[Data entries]
|---|
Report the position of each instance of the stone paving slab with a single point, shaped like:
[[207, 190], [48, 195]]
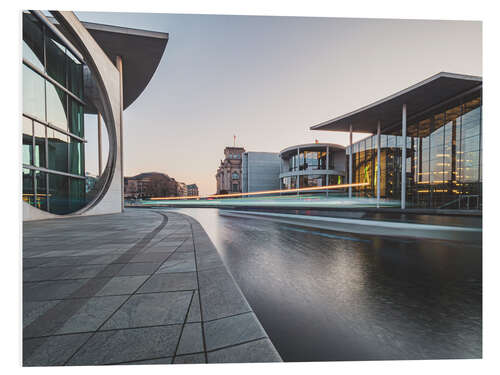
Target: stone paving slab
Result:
[[141, 287]]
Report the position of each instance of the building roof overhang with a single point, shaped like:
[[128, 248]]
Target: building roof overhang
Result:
[[140, 50], [418, 99], [311, 146]]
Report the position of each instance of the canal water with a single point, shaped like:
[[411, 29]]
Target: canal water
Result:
[[324, 296]]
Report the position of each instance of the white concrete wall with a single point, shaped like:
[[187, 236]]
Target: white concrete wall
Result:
[[262, 170]]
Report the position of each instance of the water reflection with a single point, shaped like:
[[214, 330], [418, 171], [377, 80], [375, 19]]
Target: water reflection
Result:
[[352, 297]]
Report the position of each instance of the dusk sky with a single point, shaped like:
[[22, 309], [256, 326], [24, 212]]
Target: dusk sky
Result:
[[268, 79]]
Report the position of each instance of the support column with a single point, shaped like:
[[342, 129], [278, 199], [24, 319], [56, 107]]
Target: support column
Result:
[[297, 182], [327, 166], [99, 141], [350, 161], [378, 164], [403, 161], [281, 172], [119, 66]]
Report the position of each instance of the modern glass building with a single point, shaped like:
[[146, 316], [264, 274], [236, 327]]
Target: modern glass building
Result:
[[312, 165], [53, 125], [427, 143], [75, 87]]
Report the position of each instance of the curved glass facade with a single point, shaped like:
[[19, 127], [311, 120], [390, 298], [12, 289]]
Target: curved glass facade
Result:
[[308, 166], [53, 122], [443, 164]]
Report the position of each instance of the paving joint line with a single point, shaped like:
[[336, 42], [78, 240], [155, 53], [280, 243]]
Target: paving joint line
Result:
[[121, 305], [182, 328]]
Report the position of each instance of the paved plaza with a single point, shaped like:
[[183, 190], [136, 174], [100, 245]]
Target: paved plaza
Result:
[[142, 287]]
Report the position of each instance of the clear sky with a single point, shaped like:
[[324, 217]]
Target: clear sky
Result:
[[268, 79]]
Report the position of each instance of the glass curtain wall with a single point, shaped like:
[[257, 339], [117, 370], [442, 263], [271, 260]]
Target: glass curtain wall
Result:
[[443, 164], [53, 124]]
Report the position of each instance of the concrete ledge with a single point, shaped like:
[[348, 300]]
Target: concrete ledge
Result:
[[139, 287], [372, 227]]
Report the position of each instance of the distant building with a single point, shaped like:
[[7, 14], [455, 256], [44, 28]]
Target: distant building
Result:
[[260, 171], [181, 189], [192, 190], [137, 187], [312, 165], [229, 173]]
|---|
**TASK STATEMENT**
Using the entries above, restate word for word every line from the one that contains "Target: clear sky" through the last.

**SOLUTION FOR THIS PROBLEM**
Target: clear sky
Result:
[[268, 79]]
Report the position of each instance of the glass curtain wall with a single point, shaped like:
[[257, 339], [117, 370], [442, 263], [271, 260]]
Target: glass curtain wall
Result:
[[443, 164], [53, 124]]
Report the position of each instance of the concrete ledge with a single point, shaped like:
[[348, 300]]
Target: concrete ledge
Result:
[[139, 287], [372, 227]]
Report the position of each instance of the distant building with a single point, shaped like:
[[7, 14], [455, 256], [44, 28]]
Target: distant building
Result:
[[260, 171], [181, 189], [192, 190], [137, 187], [312, 165], [229, 173]]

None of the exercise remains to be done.